Source document =>
* * * * * * * * *
Finance Factors, Inc. was a subsidiary of CGS Real Estate Company, Inc., a
national real estate company. In July 1995, Finance Factors, Inc. merged with
Bancor Real Estate Company, Inc., another subsidiary of CGS Real Estate Company,
Inc.
The Partnership's first real estate investment was for the acquisition of land
and development of a 41,000 square foot office project in San Bernardino,
California known as Sierra Commercenter. This property was subsequently sold by
the Partnership. In 1983, the Partnership acquired land in San Ramon, California
as the first step in development of the Sierra Creekside office project (the
"Property"), a 47,800 square foot building that was completed in October 1984.
In February 1994, the Partnership created a California general partnership
(Sierra Creekside Partners) with Sierra Mira Mesa Partners ("SMMP") to
facilitate cash contributions by SMMP for the continued development and
operation of the Sierra Creekside property. The Partnership contributed the
Property and SMMP contributed cash to this newly formed California general
partnership. At December 31, 1997, the Partnership's remaining real estate asset
is a 95.04% interest in Sierra Creekside Partners.
BASIS OF FINANCIAL STATEMENTS
The Partnership maintains its books and prepares its financial statements in
accordance with generally accepted accounting principles. However, the
Partnership prepares its tax returns on the accrual basis of accounting as
defined by the Internal Revenue Code with adjustments to reconcile book and
taxable income (loss) for differences in the treatment of certain income and
expense items. The accompanying financial statements do not reflect any
provision for federal or state income taxes since such taxes are the obligation
of the individual partners.
The preparation of financial statements in conformity with generally accepted
accounting principles requires management to make estimates and assumptions that
affect the reported amounts of assets and liabilities and disclosure of
contingent assets and liabilities at the date of the financial statements and
the reported amounts of revenues and expenses during the reported period. Actual
results could differ from those estimates.
The consolidated financial statements include the accounts of the Partnership
and Sierra Creekside Partners, a majority owned California general partnership
(see Note 4). All significant intercompany balances and transactions have been
eliminated in consolidation.
CASH AND CASH EQUIVALENTS
Cash and cash equivalents include highly liquid, short-term investments with
original maturities of three months or less.
21
<PAGE>
Sierra Pacific Development Fund
Notes to Consolidated Financial Statements
Page two
FAIR VALUE OF FINANCIAL INSTRUMENTS
The financial instruments of the Partnership at December 31, 1997 and 1996
consist of cash and cash equivalents, receivables, due from affiliates, accounts
payable and note payable. The fair value of cash and cash equivalents,
receivables, and accounts payable approximates the carrying value due to the
short term nature of these items. In the opinion of management, the fair value
of the note payable approximates the carrying value as the interest rate is
based on a floating index. The fair value of due from affiliates can not be
determined due to the related party nature of this receivable.
* * * * * * * * *
Rows from a collection:
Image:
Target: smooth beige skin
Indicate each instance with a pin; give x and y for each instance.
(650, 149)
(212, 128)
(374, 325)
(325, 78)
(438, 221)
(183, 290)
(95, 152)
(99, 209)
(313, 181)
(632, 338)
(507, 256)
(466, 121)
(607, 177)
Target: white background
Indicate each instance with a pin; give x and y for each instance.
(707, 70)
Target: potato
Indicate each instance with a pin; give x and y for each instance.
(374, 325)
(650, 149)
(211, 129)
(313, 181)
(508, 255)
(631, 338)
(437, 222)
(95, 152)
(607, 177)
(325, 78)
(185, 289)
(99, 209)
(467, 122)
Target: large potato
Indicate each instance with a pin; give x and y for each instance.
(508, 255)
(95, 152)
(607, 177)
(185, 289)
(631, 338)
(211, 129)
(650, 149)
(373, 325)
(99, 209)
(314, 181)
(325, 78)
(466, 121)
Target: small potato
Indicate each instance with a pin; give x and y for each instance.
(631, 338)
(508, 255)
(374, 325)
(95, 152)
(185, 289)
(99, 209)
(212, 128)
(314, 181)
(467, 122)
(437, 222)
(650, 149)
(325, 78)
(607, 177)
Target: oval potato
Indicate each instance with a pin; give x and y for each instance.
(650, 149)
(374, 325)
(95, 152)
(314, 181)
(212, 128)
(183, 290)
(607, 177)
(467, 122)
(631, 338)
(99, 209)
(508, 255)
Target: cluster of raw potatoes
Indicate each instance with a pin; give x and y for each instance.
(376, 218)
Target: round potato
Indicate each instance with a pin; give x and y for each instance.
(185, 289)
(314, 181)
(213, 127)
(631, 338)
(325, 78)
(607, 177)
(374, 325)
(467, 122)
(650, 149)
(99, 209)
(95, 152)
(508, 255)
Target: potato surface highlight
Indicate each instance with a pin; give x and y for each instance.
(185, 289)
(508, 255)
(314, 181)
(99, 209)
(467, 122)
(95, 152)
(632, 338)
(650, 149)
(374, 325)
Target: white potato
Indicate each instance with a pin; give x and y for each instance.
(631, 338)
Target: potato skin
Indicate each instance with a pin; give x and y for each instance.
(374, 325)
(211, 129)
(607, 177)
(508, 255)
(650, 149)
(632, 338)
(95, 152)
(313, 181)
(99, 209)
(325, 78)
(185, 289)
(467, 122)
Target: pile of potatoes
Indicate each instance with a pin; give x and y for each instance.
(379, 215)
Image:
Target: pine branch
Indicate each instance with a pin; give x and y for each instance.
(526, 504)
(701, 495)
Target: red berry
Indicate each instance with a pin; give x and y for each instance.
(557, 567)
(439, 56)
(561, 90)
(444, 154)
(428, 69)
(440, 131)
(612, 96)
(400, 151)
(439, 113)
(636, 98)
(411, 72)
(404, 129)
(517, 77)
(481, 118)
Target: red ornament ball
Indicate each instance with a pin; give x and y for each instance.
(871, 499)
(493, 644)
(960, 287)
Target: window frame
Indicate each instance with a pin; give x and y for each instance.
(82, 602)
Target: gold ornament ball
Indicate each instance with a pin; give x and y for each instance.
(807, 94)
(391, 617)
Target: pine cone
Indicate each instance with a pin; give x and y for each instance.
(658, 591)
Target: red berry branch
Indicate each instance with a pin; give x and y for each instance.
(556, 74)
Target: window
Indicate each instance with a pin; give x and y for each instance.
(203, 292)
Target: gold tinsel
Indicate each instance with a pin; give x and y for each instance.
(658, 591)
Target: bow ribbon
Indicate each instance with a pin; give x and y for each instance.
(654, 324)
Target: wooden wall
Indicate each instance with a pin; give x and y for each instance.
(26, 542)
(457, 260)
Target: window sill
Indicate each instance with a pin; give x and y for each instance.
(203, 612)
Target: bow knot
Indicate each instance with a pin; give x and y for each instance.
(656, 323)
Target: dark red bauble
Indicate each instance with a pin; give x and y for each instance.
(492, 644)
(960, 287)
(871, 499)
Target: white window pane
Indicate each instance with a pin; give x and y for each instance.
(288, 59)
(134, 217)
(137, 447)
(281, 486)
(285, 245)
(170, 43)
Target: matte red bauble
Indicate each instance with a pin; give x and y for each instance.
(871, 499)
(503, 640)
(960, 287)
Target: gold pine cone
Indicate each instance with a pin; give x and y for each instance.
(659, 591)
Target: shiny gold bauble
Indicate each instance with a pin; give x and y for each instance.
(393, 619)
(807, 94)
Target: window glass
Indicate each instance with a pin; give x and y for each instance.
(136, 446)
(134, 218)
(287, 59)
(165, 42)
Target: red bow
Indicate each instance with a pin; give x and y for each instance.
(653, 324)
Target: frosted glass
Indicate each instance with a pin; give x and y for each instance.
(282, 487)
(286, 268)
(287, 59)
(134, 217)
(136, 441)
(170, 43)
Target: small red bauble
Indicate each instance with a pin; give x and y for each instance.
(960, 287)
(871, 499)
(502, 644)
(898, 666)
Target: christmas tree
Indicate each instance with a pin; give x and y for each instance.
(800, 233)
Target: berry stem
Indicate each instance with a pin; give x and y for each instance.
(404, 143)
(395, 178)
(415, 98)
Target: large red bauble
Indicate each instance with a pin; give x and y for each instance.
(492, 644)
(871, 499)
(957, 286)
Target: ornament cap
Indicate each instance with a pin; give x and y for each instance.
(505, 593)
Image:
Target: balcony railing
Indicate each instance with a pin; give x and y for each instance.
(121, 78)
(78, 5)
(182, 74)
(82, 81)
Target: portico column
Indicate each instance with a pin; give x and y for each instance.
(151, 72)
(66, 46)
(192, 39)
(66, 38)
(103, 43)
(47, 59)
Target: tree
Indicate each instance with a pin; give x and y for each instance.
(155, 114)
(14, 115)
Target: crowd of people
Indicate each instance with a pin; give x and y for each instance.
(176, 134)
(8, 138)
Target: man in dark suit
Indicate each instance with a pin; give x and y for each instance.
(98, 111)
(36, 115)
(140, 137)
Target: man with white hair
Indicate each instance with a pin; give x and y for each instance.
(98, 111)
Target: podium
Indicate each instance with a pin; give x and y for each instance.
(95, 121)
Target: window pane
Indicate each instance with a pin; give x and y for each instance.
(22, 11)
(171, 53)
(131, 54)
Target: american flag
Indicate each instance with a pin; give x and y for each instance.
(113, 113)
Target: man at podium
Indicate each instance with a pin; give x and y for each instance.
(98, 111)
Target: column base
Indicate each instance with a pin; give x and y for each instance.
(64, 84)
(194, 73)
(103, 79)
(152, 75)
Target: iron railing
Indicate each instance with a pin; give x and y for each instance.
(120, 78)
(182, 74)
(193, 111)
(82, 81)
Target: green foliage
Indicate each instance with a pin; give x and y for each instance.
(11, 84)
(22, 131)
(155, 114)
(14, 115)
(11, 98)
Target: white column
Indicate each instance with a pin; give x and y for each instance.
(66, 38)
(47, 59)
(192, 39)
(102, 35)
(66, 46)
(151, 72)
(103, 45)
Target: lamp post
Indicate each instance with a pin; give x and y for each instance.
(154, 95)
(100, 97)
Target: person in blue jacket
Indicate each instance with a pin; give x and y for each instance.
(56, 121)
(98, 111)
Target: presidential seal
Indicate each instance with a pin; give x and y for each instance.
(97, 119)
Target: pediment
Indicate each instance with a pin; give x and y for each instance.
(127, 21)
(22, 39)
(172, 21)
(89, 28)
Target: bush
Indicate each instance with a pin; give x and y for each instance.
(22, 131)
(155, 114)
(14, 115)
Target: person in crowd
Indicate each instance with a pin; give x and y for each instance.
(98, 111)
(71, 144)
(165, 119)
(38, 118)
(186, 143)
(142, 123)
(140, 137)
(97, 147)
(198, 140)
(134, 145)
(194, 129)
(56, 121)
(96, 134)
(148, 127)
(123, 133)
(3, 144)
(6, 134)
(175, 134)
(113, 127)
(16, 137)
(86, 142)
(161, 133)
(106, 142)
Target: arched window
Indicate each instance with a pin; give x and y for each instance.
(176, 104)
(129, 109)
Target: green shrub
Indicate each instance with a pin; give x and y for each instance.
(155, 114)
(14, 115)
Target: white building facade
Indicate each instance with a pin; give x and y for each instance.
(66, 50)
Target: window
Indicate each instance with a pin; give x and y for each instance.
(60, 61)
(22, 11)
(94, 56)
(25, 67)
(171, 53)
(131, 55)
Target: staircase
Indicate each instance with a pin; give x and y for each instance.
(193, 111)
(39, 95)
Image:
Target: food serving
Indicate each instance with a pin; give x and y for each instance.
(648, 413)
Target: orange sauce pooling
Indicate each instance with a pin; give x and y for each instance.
* * * * * * * * *
Problems to work on =>
#1 Print, unchanged, everything in the partnership's financial statement notes from "Finance Factors, Inc. was" down to "in October 1984.".
#2 Count how many lines in the rows above contain the string "person", and reply with the number only.

Answers =>
#1
Finance Factors, Inc. was a subsidiary of CGS Real Estate Company, Inc., a
national real estate company. In July 1995, Finance Factors, Inc. merged with
Bancor Real Estate Company, Inc., another subsidiary of CGS Real Estate Company,
Inc.
The Partnership's first real estate investment was for the acquisition of land
and development of a 41,000 square foot office project in San Bernardino,
California known as Sierra Commercenter. This property was subsequently sold by
the Partnership. In 1983, the Partnership acquired land in San Ramon, California
as the first step in development of the Sierra Creekside office project (the
"Property"), a 47,800 square foot building that was completed in October 1984.

#2 2